PASSAGE ▸
::::::
The German clinic Charite, where Russian opposition leader Alexei Navalny is undergoing treatment, states that initial research points to the politician's poisoning. The Tagesschau writes about this with reference to the clinic's press service.
"Doctors at the Berlin clinic Charite, after initial research, see signs of poisoning in the Russian opposition politician Alexei Navalny," the newspaper writes.
According to doctors, Navalny is currently in intensive care in a state of artificial coma. It is said that his state of health is "serious, but so far there is no danger to his life."
"Clinical studies indicate intoxication with a substance from a group of active substances called cholinesterase inhibitors. The specific substance is not yet known, so another large analysis has been started," it said.
"According to the diagnosis, the patient is prescribed the antidote atropine. How the disease ends remains unknown, and long-term consequences, especially in the nervous system, cannot be ruled out," the clinic added.
::::::
DATASET EXTRACT ▸
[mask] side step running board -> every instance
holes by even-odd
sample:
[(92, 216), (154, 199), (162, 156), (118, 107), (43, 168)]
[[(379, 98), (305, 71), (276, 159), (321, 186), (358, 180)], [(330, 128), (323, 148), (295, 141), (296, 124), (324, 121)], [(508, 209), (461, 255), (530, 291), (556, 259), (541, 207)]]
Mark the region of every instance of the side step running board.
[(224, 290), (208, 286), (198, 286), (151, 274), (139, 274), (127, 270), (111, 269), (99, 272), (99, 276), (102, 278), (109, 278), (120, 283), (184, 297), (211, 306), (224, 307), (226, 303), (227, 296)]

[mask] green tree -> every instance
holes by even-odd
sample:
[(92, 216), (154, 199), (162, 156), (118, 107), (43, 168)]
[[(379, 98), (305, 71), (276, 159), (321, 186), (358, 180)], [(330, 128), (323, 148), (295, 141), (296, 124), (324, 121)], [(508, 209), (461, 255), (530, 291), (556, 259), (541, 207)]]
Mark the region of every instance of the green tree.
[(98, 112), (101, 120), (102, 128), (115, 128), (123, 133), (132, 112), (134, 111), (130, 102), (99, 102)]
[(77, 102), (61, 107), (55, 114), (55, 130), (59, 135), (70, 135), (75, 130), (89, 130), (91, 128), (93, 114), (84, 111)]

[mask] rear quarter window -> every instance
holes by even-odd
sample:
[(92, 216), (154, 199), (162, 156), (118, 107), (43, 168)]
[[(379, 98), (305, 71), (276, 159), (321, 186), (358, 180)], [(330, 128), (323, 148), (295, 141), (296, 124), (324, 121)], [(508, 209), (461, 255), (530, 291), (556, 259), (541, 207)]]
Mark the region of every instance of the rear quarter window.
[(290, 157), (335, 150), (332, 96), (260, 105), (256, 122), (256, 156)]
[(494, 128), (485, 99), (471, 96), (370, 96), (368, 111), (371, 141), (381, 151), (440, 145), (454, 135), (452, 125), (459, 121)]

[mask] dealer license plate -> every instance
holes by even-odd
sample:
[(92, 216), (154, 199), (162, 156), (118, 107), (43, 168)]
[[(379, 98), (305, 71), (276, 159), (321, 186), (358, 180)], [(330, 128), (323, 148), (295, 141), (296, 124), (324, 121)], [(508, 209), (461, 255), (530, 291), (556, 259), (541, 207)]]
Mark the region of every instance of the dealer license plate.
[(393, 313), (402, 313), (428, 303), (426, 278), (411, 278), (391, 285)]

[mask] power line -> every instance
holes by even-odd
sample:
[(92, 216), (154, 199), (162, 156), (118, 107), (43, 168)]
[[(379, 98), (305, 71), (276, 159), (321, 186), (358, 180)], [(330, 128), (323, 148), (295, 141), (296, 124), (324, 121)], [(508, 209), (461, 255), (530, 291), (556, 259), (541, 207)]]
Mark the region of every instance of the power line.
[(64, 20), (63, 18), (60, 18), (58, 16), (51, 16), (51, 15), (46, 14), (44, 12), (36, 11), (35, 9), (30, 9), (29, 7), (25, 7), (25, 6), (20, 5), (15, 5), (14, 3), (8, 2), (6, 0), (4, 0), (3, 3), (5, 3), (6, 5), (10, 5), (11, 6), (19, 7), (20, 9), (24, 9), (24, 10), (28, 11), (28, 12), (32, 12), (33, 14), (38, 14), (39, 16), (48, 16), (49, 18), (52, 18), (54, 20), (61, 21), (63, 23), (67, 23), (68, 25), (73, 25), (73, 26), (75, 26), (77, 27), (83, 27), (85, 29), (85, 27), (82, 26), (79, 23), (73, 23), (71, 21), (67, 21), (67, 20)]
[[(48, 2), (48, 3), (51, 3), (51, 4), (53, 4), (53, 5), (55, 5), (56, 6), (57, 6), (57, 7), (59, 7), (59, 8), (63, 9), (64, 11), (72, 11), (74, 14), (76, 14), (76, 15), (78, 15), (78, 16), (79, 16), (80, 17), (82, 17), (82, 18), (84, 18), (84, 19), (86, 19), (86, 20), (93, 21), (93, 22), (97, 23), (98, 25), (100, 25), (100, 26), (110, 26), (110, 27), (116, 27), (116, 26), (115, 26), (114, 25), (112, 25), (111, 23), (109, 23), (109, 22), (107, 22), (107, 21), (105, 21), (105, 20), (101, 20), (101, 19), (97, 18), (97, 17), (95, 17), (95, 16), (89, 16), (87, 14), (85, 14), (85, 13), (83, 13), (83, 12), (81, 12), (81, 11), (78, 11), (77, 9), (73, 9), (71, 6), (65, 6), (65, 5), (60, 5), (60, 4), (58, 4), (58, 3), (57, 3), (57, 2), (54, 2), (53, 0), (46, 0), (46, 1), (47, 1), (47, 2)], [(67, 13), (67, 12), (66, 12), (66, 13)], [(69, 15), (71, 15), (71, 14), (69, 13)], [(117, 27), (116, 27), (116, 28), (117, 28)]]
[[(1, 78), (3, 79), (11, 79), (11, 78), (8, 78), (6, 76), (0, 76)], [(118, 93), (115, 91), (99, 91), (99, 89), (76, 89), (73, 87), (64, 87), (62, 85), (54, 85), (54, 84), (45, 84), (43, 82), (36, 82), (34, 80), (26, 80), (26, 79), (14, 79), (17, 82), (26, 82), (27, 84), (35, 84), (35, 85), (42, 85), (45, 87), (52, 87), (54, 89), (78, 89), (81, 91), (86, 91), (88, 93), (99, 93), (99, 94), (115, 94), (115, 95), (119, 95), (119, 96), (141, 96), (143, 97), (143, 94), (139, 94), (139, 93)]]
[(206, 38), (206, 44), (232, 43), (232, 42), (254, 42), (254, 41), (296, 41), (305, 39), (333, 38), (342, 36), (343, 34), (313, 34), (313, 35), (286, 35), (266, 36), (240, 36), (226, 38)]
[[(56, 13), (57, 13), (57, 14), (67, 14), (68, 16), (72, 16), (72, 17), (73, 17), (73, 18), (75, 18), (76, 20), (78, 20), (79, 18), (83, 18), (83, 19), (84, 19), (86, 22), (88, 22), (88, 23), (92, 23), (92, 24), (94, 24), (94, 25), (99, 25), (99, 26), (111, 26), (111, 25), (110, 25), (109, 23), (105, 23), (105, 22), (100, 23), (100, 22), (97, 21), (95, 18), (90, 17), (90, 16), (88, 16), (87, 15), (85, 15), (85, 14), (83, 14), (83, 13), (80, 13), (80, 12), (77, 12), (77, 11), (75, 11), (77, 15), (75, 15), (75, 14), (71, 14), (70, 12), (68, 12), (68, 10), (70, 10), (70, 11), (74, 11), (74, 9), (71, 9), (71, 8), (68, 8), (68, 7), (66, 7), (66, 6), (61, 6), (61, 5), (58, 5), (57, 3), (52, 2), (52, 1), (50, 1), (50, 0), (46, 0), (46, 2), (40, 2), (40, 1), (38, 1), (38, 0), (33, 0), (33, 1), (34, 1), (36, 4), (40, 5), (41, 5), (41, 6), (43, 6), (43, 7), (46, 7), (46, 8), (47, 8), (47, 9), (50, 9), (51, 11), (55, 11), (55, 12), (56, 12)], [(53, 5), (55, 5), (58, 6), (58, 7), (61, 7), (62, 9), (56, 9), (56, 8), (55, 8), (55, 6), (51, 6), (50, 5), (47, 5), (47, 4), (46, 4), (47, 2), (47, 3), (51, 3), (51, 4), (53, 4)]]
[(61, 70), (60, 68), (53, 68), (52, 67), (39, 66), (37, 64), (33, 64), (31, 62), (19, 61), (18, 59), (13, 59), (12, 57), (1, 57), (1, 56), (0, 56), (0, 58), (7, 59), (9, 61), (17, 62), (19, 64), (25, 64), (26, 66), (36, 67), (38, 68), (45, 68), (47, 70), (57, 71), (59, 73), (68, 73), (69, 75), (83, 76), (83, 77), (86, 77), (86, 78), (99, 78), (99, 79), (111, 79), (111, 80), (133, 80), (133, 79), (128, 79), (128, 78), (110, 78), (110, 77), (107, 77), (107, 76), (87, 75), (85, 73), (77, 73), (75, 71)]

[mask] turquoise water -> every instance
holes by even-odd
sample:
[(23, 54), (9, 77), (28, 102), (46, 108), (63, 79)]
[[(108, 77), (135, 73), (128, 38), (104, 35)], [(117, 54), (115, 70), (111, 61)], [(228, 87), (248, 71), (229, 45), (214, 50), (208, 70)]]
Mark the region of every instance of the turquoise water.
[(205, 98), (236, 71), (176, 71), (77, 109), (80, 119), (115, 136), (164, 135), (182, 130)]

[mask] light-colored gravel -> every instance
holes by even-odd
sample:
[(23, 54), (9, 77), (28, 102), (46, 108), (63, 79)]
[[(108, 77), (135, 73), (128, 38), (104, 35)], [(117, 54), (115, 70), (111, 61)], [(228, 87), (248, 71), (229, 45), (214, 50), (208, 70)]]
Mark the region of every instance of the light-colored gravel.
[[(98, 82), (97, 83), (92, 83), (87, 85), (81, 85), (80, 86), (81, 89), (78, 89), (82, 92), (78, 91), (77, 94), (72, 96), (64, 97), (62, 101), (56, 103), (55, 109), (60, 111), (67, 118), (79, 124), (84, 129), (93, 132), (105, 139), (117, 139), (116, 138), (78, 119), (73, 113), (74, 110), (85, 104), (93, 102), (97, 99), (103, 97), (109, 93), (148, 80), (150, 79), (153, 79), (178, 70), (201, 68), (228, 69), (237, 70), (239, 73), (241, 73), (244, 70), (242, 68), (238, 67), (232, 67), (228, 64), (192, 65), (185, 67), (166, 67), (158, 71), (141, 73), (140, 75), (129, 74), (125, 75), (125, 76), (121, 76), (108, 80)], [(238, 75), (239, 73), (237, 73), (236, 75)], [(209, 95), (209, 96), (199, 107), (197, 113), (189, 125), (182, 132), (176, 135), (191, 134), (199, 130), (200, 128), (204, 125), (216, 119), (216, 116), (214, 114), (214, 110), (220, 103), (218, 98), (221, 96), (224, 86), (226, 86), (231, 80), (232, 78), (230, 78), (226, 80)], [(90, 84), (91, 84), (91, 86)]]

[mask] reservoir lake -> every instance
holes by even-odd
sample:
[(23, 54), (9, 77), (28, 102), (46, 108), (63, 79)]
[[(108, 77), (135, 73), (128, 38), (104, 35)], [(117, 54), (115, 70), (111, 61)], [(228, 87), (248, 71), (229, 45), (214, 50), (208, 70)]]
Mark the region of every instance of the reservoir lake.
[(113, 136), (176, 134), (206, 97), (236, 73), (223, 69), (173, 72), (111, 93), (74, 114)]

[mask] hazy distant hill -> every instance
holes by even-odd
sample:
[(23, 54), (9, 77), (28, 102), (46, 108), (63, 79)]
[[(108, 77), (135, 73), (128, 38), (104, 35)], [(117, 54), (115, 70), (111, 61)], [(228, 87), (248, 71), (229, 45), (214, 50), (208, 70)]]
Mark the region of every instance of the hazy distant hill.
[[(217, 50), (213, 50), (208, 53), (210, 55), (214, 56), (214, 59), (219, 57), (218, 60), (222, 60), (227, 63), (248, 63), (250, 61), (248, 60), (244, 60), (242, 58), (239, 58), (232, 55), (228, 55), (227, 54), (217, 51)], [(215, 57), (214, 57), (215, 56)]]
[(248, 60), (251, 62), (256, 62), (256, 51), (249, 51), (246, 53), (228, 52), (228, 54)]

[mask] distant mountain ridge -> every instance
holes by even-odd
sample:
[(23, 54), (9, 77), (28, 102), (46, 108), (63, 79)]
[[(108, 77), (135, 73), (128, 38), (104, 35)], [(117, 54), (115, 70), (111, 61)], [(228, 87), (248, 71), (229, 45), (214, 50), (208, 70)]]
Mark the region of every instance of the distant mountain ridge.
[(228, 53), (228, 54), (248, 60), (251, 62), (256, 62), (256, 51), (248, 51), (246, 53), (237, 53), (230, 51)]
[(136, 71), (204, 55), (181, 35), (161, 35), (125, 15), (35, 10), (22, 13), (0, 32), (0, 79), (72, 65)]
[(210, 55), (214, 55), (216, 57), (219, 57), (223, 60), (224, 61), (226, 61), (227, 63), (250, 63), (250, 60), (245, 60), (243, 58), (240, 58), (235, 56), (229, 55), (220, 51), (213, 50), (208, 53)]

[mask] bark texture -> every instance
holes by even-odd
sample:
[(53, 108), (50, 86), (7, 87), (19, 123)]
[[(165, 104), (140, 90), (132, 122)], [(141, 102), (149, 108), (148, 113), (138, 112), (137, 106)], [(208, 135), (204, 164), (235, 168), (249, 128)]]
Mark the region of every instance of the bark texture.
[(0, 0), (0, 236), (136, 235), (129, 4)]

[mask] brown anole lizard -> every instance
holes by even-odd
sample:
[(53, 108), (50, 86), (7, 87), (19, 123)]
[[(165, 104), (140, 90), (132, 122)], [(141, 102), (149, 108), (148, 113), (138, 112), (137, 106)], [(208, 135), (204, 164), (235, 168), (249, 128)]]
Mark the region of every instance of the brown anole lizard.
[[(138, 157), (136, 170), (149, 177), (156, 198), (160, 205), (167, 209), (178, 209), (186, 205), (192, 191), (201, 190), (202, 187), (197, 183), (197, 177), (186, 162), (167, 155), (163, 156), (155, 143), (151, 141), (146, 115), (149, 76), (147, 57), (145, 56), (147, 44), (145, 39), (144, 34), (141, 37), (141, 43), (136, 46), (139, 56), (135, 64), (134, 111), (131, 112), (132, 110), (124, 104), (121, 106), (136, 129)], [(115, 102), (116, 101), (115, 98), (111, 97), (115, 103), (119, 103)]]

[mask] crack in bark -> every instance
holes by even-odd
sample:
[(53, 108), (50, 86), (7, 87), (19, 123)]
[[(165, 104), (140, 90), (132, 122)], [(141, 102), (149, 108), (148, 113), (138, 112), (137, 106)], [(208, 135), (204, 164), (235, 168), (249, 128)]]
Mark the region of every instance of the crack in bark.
::::::
WHAT THE TASK REQUIRES ▸ Extract from the Navalny report the stretch that begins at the words "The German clinic" and stops after "the newspaper writes.", keeping every word and mark unchanged.

RESPONSE AREA ▸
The German clinic Charite, where Russian opposition leader Alexei Navalny is undergoing treatment, states that initial research points to the politician's poisoning. The Tagesschau writes about this with reference to the clinic's press service.
"Doctors at the Berlin clinic Charite, after initial research, see signs of poisoning in the Russian opposition politician Alexei Navalny," the newspaper writes.